— Start Provided data —

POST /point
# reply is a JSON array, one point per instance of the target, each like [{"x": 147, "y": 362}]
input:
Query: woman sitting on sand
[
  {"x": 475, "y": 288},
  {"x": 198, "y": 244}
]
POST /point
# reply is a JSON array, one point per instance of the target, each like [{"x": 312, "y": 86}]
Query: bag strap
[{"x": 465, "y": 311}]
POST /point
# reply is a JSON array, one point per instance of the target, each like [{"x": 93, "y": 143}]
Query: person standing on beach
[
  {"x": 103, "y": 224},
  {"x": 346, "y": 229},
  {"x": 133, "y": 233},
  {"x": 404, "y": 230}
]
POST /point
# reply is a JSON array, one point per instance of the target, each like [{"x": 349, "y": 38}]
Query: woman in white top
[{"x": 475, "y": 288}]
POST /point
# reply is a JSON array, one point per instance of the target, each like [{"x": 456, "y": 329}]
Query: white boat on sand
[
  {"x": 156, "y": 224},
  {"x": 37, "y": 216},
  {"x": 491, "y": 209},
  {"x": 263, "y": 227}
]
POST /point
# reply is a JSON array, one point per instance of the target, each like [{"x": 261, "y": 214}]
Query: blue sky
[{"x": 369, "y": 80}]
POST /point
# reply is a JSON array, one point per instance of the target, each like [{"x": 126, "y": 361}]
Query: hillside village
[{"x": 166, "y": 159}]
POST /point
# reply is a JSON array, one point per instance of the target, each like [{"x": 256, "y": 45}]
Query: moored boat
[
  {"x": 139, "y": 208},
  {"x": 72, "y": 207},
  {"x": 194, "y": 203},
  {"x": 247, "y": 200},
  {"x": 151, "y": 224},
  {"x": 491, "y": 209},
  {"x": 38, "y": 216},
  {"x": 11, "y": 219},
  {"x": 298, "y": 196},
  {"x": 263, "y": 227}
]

— End Provided data —
— Start Provided data —

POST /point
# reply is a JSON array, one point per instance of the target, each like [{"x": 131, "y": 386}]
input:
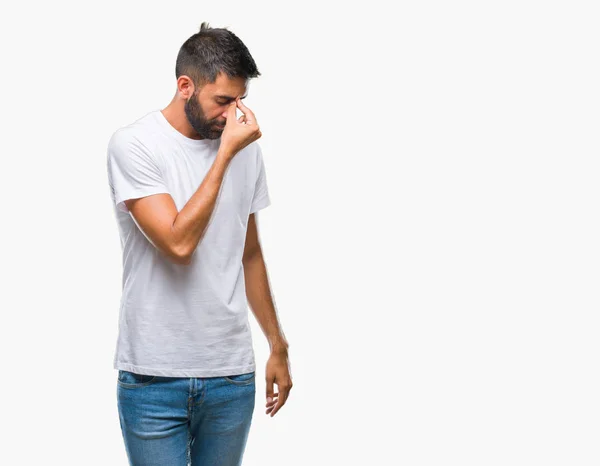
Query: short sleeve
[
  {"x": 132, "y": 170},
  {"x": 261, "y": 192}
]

— End Provided data —

Count the lines of the records above that contain the string "boat", treating uppercase and lowercase as different. Give only the number.

2